__What this task involves__:
Locate every line of the material below that contains the word "place", and copy each of those lines. Treat uppercase and lowercase as different.

━━ Extracted data ━━

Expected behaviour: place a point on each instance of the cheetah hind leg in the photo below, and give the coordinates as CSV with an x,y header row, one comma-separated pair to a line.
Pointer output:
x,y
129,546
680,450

━━━
━━ Extracted data ━━

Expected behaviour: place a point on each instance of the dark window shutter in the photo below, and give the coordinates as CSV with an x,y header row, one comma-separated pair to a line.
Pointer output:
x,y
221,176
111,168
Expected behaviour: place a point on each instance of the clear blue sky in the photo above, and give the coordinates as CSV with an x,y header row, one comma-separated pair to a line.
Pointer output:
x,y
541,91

━━━

__Response to this task__:
Expected behaviour: place a point on each instance of the cheetah hind leg in the photo below, and give the coordinates as CSV with an x,y header row, one comma-separated pair to a line.
Expected behaviour: place a point on each instance of the dark window shutter in the photo below, and give the coordinates as CSV with an x,y header row, one comma-separated pair to a line.
Expected behaviour: place a point on each instance of the clear blue sky in the photo above, and give the coordinates as CSV with an x,y header row, one comma-separated pair to a line.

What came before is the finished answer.